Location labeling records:
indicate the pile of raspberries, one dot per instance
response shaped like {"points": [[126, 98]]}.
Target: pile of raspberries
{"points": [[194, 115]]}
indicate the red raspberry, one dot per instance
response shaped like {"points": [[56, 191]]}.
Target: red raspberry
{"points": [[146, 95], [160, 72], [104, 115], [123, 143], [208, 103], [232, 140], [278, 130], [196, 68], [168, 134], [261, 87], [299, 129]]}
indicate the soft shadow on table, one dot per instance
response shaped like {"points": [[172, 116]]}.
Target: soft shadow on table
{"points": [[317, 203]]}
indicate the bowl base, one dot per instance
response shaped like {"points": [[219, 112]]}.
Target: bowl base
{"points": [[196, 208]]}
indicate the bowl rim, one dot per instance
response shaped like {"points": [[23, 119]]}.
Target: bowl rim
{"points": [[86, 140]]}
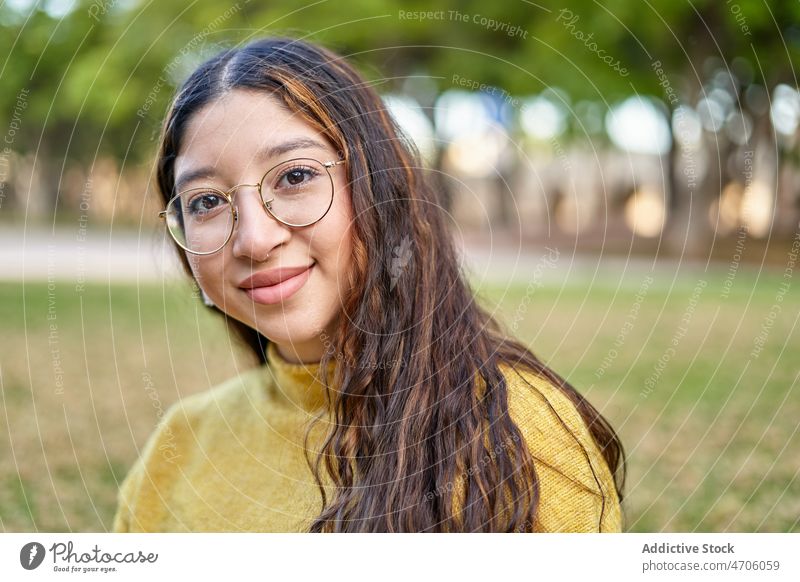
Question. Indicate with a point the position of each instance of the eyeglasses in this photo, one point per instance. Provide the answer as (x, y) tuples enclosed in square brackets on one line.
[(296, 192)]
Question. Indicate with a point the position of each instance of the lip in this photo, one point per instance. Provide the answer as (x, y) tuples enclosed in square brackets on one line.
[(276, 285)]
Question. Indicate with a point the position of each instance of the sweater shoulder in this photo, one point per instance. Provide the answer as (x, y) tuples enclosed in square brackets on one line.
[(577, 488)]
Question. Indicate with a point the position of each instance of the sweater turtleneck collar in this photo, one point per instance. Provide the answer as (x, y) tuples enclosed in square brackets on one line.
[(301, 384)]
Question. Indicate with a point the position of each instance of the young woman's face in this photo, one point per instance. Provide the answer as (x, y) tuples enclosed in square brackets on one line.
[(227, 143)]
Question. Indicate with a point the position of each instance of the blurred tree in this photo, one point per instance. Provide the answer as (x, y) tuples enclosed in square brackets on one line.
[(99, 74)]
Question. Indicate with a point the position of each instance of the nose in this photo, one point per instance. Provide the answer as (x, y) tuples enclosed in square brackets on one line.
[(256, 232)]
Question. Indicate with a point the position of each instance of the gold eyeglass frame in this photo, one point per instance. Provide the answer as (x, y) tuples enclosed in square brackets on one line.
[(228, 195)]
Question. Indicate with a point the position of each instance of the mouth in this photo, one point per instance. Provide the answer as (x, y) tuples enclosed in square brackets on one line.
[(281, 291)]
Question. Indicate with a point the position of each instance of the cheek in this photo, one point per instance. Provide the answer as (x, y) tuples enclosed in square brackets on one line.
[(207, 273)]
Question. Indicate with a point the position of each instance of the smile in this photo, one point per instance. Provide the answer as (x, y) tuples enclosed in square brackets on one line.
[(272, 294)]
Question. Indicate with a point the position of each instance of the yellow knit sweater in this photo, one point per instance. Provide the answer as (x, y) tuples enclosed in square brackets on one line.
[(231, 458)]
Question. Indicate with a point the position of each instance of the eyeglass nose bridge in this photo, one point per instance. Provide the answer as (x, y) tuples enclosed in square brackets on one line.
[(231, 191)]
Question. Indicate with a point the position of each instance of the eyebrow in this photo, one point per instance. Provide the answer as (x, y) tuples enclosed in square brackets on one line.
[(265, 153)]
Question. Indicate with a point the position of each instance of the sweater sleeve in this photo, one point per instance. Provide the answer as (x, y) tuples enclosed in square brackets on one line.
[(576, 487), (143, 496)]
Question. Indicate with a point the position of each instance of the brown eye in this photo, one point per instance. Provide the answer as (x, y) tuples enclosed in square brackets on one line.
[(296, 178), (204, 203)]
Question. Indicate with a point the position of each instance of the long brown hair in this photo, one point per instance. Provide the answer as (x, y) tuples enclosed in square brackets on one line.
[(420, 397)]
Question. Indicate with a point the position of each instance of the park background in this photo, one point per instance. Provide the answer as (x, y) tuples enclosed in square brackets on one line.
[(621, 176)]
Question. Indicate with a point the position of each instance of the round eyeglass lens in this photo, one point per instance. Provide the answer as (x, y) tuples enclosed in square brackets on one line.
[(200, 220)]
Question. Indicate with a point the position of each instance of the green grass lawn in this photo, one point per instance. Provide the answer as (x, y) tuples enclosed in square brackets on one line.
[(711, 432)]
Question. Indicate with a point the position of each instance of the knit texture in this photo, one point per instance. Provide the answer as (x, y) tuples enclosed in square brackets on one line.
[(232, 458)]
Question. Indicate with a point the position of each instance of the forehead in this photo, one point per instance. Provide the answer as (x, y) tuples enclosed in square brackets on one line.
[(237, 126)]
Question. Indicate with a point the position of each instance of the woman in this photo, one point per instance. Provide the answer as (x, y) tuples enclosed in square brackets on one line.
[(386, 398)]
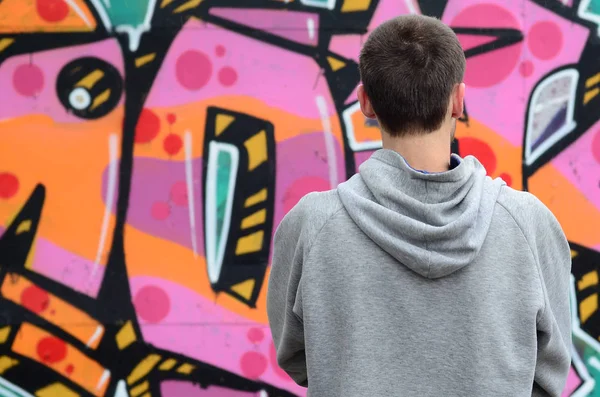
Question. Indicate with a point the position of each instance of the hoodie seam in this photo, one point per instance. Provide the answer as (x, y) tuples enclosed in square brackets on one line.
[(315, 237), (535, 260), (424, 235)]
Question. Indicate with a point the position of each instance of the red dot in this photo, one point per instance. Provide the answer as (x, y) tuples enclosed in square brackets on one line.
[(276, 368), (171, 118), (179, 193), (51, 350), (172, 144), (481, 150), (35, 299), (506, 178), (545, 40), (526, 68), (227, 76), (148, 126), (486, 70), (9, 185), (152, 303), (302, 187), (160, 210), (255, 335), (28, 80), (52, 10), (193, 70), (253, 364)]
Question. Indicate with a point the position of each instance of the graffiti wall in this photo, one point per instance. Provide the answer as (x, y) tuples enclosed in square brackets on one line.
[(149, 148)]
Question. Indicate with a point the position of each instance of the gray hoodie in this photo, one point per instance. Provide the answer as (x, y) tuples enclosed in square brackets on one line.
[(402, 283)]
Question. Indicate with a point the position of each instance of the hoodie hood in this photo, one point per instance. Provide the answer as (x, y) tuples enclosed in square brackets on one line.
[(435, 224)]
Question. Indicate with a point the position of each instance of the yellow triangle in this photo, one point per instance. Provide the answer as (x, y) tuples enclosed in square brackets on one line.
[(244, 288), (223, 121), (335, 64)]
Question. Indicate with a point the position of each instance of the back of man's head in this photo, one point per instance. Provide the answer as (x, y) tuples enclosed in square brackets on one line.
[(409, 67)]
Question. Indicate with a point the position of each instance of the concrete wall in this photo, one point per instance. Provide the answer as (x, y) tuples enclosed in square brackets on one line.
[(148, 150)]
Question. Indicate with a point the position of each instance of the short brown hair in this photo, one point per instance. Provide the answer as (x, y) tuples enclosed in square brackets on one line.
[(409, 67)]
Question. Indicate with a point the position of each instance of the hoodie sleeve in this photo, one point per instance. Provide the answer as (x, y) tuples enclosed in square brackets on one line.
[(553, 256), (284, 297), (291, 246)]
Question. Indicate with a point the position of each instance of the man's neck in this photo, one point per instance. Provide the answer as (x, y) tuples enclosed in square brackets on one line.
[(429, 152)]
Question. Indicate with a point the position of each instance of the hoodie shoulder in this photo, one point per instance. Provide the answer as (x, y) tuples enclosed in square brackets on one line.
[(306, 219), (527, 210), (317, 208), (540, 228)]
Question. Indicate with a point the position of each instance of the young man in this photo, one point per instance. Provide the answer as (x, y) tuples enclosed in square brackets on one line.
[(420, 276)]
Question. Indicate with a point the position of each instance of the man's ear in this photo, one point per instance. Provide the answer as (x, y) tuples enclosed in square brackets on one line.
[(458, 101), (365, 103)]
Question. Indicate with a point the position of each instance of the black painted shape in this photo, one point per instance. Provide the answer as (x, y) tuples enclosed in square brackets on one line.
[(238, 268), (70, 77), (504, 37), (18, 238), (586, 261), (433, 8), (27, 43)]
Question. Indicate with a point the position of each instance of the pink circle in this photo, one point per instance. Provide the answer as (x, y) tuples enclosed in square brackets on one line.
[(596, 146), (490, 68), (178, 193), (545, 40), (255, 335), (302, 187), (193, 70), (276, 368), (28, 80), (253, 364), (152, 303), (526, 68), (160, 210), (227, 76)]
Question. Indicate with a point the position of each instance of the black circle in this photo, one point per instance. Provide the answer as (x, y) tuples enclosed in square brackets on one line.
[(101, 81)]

**Required work:**
Output exactly the lines above, from the one holding "of the short" through the end of the data, including the first and last.

**Written answer:**
Question. Indicate with a point the position of each instance of the short brown hair in this photo, one point per instance. Provide the answer as (x, y) tuples enclosed in square brackets on one line.
[(409, 67)]
Question. Indicate with a point the position of each instance of the hoodie sleeve in this photo, one point per instance. Provide the answer as (x, y) tuples enclosed in square brackets on one line.
[(553, 256), (284, 297), (291, 246)]
Question. Indicate with a point the position of each instance of the man's neck in this photo, one point per instance. Provide the answer as (x, y) tuples enclosed in square brackets on one line.
[(429, 152)]
Question. Indicate with a point the position of each instance of the hoodie shoulder in this photo, one point per instance. Provide the answer as (x, y) tuples enclosed in square brackets on one line.
[(306, 219), (527, 210), (317, 208), (540, 228)]
Question. Indicate with a point the position of each instance of the young man in this photo, one point per instance. Provide the answer as (x, y) tuples enclosed in square brackets on one line.
[(420, 276)]
Question. Indicate with a point the position of each instance of the man's ear in this photo, one point per instance. Provide the answer as (x, y) tuples enclosed in square brackets on one line.
[(458, 101), (365, 103)]
Question. Indicate with a point the position of each instance of the black painted shape in this photo, one point per instance. Provide the answer as (x, y) tuples enclosed in square brackets on one line.
[(238, 268), (70, 77), (504, 37), (18, 238), (586, 261), (433, 8), (27, 43)]
Question. Indicate with a point the position of each instance of the pink circle in this photo, one point per instance. Provide the answer as (x, y) tuples enclosed in square brackets on one line.
[(596, 146), (490, 68), (178, 193), (545, 40), (255, 335), (302, 187), (193, 70), (276, 368), (28, 80), (253, 364), (152, 303), (526, 68), (160, 210), (227, 76)]
Question. Indicate with a point the position of each instance of the black circle in this photo, one point per instance. Provide the answer as (x, y) tuples enclosed in square brackets on one line.
[(101, 81)]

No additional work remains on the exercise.